Start of Records supplied

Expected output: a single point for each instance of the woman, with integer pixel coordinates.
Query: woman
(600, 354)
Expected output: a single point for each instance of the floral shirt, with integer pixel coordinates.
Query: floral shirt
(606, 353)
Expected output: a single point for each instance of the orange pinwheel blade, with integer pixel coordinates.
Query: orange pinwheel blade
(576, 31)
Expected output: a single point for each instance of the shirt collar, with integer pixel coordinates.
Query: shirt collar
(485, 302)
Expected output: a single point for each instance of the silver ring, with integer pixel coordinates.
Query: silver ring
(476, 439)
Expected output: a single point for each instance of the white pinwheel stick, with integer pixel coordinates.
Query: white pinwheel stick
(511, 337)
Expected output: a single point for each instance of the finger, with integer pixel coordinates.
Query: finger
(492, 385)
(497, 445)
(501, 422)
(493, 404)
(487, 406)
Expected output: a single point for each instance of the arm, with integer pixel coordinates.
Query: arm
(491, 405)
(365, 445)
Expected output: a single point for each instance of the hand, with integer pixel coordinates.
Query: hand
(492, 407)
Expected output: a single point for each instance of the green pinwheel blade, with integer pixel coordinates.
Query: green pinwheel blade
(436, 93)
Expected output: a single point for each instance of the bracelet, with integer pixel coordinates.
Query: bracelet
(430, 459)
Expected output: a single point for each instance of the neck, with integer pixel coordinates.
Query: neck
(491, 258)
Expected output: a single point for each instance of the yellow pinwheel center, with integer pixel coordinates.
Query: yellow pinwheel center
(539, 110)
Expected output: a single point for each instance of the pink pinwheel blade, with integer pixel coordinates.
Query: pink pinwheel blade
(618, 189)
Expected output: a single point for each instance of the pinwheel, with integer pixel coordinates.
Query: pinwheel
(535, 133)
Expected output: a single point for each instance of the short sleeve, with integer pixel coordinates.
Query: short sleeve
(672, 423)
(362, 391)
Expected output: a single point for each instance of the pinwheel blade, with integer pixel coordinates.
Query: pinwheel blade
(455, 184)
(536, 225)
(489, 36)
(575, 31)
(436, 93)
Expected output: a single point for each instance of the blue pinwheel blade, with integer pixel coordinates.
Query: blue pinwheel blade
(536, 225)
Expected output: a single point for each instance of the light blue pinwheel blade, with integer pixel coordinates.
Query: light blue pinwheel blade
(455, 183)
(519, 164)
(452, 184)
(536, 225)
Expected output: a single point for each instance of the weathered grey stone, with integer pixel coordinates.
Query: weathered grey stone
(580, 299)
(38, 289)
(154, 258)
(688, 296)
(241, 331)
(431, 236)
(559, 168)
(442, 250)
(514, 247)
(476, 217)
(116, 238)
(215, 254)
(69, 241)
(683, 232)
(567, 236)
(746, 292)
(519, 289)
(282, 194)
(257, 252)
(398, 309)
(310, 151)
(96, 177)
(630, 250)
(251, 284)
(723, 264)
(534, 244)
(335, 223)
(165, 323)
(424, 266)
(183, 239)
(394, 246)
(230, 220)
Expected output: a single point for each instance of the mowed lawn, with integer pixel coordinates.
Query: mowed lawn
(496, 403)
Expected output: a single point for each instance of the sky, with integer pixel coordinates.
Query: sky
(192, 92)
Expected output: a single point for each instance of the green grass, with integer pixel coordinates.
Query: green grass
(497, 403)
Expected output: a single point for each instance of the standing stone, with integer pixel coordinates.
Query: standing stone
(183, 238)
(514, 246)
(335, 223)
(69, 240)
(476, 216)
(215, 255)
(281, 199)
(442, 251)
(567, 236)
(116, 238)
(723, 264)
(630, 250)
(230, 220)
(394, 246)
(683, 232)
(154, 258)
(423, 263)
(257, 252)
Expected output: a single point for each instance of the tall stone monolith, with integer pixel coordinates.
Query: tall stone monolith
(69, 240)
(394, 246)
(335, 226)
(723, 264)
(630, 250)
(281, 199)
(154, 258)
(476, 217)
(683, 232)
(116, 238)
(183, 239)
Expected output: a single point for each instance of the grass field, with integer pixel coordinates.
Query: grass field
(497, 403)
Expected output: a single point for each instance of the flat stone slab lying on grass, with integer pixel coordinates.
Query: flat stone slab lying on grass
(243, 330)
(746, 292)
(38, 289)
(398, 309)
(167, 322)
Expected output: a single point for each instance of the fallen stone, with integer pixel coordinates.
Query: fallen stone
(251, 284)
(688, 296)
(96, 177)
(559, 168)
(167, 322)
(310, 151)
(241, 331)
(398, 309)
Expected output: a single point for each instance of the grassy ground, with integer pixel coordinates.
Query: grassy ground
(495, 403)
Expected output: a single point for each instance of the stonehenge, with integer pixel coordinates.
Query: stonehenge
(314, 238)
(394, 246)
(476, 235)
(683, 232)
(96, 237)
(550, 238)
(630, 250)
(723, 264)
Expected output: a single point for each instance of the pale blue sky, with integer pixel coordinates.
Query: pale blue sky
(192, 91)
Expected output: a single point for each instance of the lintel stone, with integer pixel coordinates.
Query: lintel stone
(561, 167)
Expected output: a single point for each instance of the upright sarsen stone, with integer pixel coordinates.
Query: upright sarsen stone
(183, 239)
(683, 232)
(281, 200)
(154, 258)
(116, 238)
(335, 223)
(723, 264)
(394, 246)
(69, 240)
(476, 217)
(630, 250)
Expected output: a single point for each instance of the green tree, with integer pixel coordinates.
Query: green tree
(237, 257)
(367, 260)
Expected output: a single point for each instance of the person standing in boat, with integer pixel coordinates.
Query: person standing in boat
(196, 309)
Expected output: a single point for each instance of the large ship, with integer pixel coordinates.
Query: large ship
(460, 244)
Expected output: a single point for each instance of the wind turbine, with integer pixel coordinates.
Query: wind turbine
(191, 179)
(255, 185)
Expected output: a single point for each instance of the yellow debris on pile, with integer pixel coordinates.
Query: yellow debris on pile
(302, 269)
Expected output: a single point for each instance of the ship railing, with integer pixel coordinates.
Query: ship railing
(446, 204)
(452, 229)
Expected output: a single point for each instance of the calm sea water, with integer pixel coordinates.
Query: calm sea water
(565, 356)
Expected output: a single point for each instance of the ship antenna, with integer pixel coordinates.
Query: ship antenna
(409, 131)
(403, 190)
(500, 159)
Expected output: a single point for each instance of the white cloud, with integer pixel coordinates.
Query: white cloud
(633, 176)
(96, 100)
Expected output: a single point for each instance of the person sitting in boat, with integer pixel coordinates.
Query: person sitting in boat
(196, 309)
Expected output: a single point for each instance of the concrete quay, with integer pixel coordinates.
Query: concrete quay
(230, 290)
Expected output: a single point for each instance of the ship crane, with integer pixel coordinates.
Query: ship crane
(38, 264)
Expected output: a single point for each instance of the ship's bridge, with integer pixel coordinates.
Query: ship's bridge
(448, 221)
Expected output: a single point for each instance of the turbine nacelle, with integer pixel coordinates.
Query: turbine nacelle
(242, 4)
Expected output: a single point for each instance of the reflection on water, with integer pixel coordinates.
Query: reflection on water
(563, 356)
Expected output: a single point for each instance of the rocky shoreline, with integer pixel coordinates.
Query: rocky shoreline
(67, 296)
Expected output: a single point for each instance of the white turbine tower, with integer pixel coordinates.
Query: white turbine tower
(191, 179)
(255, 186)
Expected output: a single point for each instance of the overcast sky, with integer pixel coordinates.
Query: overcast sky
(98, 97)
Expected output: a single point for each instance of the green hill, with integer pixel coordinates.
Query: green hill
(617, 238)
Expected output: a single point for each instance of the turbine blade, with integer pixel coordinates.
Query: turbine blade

End of Records supplied

Task prompt:
Repeat all of the lines above, switching every "a single point" to "one point" and leaving everything else unchanged.

Response for this exercise:
Expected output: one point for each instance of the woman, with integer pixel coordinates.
Query: woman
(600, 354)
Expected output: one point for each instance of the floral shirt, with integer pixel coordinates.
Query: floral shirt
(606, 353)
Expected output: one point for each instance of the orange pinwheel blade, with integer pixel coordinates.
Query: orange pinwheel blade
(576, 31)
Expected output: one point for each instance of the shirt collar, with integer pixel coordinates.
Query: shirt collar
(485, 302)
Expected output: one point for each instance of the silver ring, with integer pixel coordinates.
Query: silver ring
(476, 439)
Expected output: one point for each instance of the white pinwheel stick, with integer pixel coordinates.
Query: white pinwheel stick
(511, 337)
Expected output: one point for each instance of the finger, with integer pixel coordinates.
Query: finger
(492, 385)
(497, 445)
(501, 422)
(493, 404)
(487, 406)
Expected output: one point for each instance of the arm, with integer pixel coordinates.
Query: arm
(491, 405)
(365, 445)
Expected output: one point for each instance of the hand, with integer pixel coordinates.
Query: hand
(492, 407)
Expected output: one point for each instance of the green pinwheel blade, with integer pixel coordinates.
Query: green pinwheel blade
(436, 93)
Expected output: one point for each instance of the bracelet, with integer pixel coordinates.
Query: bracelet
(430, 459)
Expected output: one point for each instance of the neck, with integer pixel coordinates.
Query: neck
(491, 258)
Expected output: one point for each instance of the yellow pinwheel center, with integer pixel coordinates.
Query: yellow pinwheel center
(539, 110)
Expected output: one point for each instance of the pink pinwheel blade, with integer pixel coordinates.
Query: pink pinwheel blade
(618, 189)
Expected output: one point for each instance of the pinwheel, with integer pixel coordinates.
Query: pinwheel
(535, 133)
Expected output: one point for each instance of the short sleeve, with integer pixel coordinates.
Query: short sleeve
(672, 423)
(362, 391)
Expected output: one point for each instance of the pinwheel blade, with integer pixel coordinates.
Query: pinwheel blade
(455, 184)
(536, 225)
(489, 36)
(575, 31)
(436, 93)
Expected output: one point for each instance of the blue pinwheel blade, with integer pixel coordinates.
Query: blue pinwheel blade
(536, 225)
Expected output: one point for each instance of the light blue pinwheel blade, with integer pixel coordinates.
Query: light blue pinwheel blade
(455, 183)
(519, 164)
(452, 184)
(536, 225)
Expected output: one point for each instance of the weathered grey stone, with integer pixel coordinates.
Query: weathered grey stone
(580, 299)
(38, 289)
(154, 258)
(688, 296)
(241, 331)
(431, 236)
(559, 168)
(442, 250)
(514, 247)
(476, 217)
(116, 238)
(215, 254)
(69, 241)
(683, 232)
(567, 236)
(746, 292)
(519, 289)
(282, 194)
(257, 252)
(398, 309)
(310, 151)
(96, 177)
(630, 250)
(251, 284)
(723, 264)
(534, 244)
(335, 223)
(165, 323)
(424, 266)
(183, 239)
(394, 246)
(230, 220)
Expected output: one point for each instance of the mowed lawn, with integer pixel coordinates.
Query: mowed lawn
(496, 403)
Expected output: one point for each instance of the sky, with integer pixel coordinates.
Query: sky
(192, 92)
Expected output: one point for each instance of the green grass, with integer pixel coordinates.
Query: green grass
(497, 403)
Expected output: one point for each instance of the standing stone, with integer pixel coordinates.
Query: standing stone
(183, 238)
(514, 246)
(335, 223)
(69, 240)
(476, 216)
(215, 255)
(281, 199)
(442, 251)
(567, 236)
(116, 238)
(723, 264)
(630, 250)
(230, 220)
(394, 246)
(683, 232)
(154, 258)
(423, 263)
(257, 252)
Expected output: one point for each instance of the tall stone monolith, with integer pixel coordinates.
Query: tall stone monolith
(69, 240)
(394, 246)
(335, 226)
(723, 264)
(630, 250)
(281, 199)
(154, 258)
(476, 217)
(683, 232)
(116, 238)
(183, 239)
Expected output: one point for each instance of the grass field, with integer pixel coordinates.
Query: grass field
(497, 403)
Expected output: one point for each instance of the flat stone slab lying on grass, with integer pixel coordinates.
Query: flat stone slab lying on grass
(243, 330)
(746, 292)
(38, 289)
(398, 309)
(167, 322)
Expected output: one point for each instance of the fallen stone, with integer pixel coordinates.
Query: fallen stone
(251, 284)
(688, 296)
(96, 177)
(559, 168)
(167, 322)
(310, 151)
(241, 331)
(398, 309)
Expected output: one point for each instance of the grassy ground, with integer pixel coordinates.
Query: grassy ground
(495, 403)
Expected output: one point for each instance of the stonehenge, with integer pixel coordinates.
Query: stonehenge
(314, 238)
(394, 246)
(476, 235)
(683, 232)
(96, 237)
(550, 238)
(630, 250)
(723, 264)
Expected output: one point for each instance of the pale blue sky, with integer pixel coordinates.
Query: pale blue sky
(192, 91)
Expected output: one point for each instance of the lintel stone, with integer pixel coordinates.
Query: lintel stone
(561, 167)
Expected output: one point for each instance of the upright sarsen stone, with integer pixel coordinates.
Query: upright sarsen stone
(183, 239)
(683, 232)
(281, 200)
(154, 258)
(116, 238)
(335, 223)
(723, 264)
(394, 246)
(69, 240)
(476, 217)
(630, 250)
Expected output: one point for each instance of the green tree, with integer pixel coordinates.
Query: green tree
(237, 257)
(367, 260)
Expected output: one point for each instance of the person standing in boat, with integer pixel coordinates.
Query: person standing in boat
(196, 309)
Expected output: one point for each instance of the large ship, with integer pixel coordinates.
Query: large ship
(460, 244)
Expected output: one point for each instance of the wind turbine, with integer pixel coordinates.
Query: wind turbine
(191, 179)
(255, 185)
Expected output: one point for each instance of the yellow debris on pile, with integer pixel coordinates.
Query: yellow debris on pile
(302, 269)
Expected output: one point for each instance of the ship railing, with integer pixel coordinates.
Query: ship railing
(446, 204)
(452, 229)
Expected output: one point for each instance of the calm sea water, with integer pixel coordinates.
Query: calm sea water
(565, 356)
Expected output: one point for each instance of the ship antenna, with integer pixel coordinates.
Query: ship antenna
(409, 131)
(403, 190)
(500, 159)
Expected output: one point for each instance of the white cloud, with integer pixel coordinates.
Query: white cloud
(633, 176)
(96, 100)
Expected output: one point for each instance of the person sitting in boat, with integer pixel coordinates.
Query: person sitting in boat
(196, 309)
Expected output: one point for each instance of the concrete quay, with integer pixel coordinates.
Query: concrete quay
(230, 290)
Expected output: one point for each instance of the ship crane, with integer pixel coordinates.
Query: ship crane
(38, 264)
Expected output: one point for each instance of the ship's bridge, with integer pixel coordinates.
Query: ship's bridge
(448, 221)
Expected output: one point for each instance of the turbine nacelle, with integer pixel coordinates.
Query: turbine nacelle
(242, 4)
Expected output: one point for each instance of the reflection on water, with integer pixel coordinates.
Query: reflection on water
(563, 356)
Expected output: one point for each instance of the rocky shoreline, with integer pixel coordinates.
Query: rocky shoreline
(67, 296)
Expected output: one point for each instance of the white turbine tower, with integer pixel coordinates.
Query: white turbine tower
(191, 179)
(255, 186)
Expected output: one point for each instance of the overcast sky, with integer pixel coordinates.
Query: overcast sky
(98, 97)
Expected output: one point for each instance of the green hill, with integer pixel coordinates.
Query: green hill
(617, 238)
Expected output: one point for each instance of the turbine blade, with integer pixel coordinates.
Query: turbine blade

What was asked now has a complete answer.